▸ PROBLEM DETAILS
In every row below, change "trimmed topiary tree" to "clipped hedge shrub" and leave everything else as it is.

——

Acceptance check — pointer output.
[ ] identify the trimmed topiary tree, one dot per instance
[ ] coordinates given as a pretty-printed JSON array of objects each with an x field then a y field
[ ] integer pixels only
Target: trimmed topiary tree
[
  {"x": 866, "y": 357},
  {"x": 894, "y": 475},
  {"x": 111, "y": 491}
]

——

▸ IN RESPONSE
Acceptance check — pointer output.
[ ] identify the clipped hedge shrub, one dot per instance
[ ] coordinates given as a pretty-printed JSON array of objects each with an x field then a y field
[ ] integer pixels only
Target: clipped hedge shrub
[
  {"x": 866, "y": 357},
  {"x": 894, "y": 475},
  {"x": 111, "y": 491}
]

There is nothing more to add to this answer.